WORK INSTRUCTIONS: Can you give the data below as a Markdown table with the columns No. and Line, numbering each line in its own row and omitting any blank lines?

DATA PROVIDED:
** Begin **

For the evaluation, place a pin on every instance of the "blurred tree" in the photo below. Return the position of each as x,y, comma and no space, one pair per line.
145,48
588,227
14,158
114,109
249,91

** End **

RESPONSE BELOW:
| No. | Line |
|---|---|
| 1 | For the evaluation, place a pin on every instance of the "blurred tree" in the photo below. Return the position of each as x,y, comma and no space, one pair per line. |
| 2 | 145,48 |
| 3 | 588,227 |
| 4 | 14,158 |
| 5 | 114,109 |
| 6 | 249,91 |